(Records excerpted from a collection)
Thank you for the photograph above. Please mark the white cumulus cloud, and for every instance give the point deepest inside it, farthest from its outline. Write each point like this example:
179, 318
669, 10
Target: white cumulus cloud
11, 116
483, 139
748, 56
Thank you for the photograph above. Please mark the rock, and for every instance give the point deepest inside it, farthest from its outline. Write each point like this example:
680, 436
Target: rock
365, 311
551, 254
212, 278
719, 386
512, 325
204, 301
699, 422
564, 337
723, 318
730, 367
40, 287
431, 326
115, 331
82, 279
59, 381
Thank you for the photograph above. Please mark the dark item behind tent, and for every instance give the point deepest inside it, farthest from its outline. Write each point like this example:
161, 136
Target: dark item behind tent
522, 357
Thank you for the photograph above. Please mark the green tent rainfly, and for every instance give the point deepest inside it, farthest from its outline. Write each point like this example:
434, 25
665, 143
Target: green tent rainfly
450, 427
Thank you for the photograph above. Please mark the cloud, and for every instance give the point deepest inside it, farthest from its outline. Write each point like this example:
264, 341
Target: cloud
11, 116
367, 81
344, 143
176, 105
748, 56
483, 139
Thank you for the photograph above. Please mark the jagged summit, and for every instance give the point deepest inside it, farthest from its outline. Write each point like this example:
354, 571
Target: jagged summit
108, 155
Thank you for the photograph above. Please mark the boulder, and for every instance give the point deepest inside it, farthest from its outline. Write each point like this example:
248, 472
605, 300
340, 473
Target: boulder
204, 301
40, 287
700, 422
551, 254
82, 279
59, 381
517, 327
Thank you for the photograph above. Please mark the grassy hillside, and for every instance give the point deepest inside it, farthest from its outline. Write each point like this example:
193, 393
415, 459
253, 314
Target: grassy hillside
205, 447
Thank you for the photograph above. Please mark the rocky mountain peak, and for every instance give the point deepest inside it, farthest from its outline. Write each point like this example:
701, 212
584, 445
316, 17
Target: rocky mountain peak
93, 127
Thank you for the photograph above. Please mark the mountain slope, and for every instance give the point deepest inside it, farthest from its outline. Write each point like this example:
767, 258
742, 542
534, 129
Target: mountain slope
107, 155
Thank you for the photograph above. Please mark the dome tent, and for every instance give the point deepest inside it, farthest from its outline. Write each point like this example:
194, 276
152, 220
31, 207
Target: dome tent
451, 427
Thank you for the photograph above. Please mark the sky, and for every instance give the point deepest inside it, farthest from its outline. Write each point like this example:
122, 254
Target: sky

_Action item_.
Repeat the records above exactly as they appear.

_Exercise solution_.
Thank you for the photograph above. Please mark the white cumulus cloud, and for every instance give the point deepest inside it, farthest from its outline. Write each point like this example:
179, 318
669, 10
Target: white cumulus cloud
11, 116
483, 139
748, 56
Thank you for the photograph above. Please mark the rock, and for every instance give the point deepest inside it, farthest from its outline. Write each point like this example:
680, 436
Target: rock
365, 311
551, 254
212, 278
719, 386
512, 325
204, 301
699, 422
564, 337
723, 318
730, 367
40, 287
431, 326
115, 331
82, 279
59, 381
Thank you for the photograph above. Please mark the dark item behind tent, and for every instance give the point deepest inside it, farthest from its outline. Write each point like this example:
161, 136
Target: dark item behind tent
522, 357
Thank you for the photograph above. Please mark the green tent rainfly, and for every instance give the point deepest inside it, farthest from its outline. Write each point like this example:
434, 25
665, 143
Target: green tent rainfly
450, 427
Thank you for the photograph above. Please mark the cloud, and for every instance give the point deepest inside it, farthest from its outline. Write each point like this example:
264, 341
Target: cloud
11, 116
367, 81
344, 143
176, 105
748, 56
483, 139
Thank you for the photograph above. Please mark the jagged summit, and for every instance give the point deepest inside it, farthest from its outline. Write each point like this example:
354, 571
Target: jagged summit
108, 155
Thank you for the photograph above. Please mark the boulder, and for every instance give the point deepest inside it, farthest from its outline. Write each point like this example:
248, 472
605, 300
340, 473
Target: boulder
204, 301
40, 287
700, 422
551, 254
82, 279
59, 381
517, 327
Thank you for the photograph above. Please mark the grassy hillside, and for every instance give the point deepest inside it, farthest from its outline. Write each point like this example:
193, 393
415, 459
253, 314
Target: grassy hillside
205, 447
Thank you for the photograph above. Please mark the rocky mountain peak, and for every instance give the point deepest inside it, farthest from its outline. Write each point like this example:
701, 212
584, 445
316, 17
Target: rocky mountain peak
93, 127
Thank you for the photograph above. Please mark the mountain slope, and for every instance give the point deepest inside it, farthest from its outline. Write each point like this example:
767, 258
742, 542
534, 129
Target: mountain slope
107, 155
Thank you for the photograph above. Please mark the dome tent, and for every instance give the point deepest inside it, farthest from its outline. Write each point like this example:
194, 276
152, 220
31, 207
Target: dome tent
451, 427
Thank you for the photograph above. Please mark the sky, and for every instance give the point deepest inside it, farthest from its outline. Write each point like this example:
122, 254
Target: sky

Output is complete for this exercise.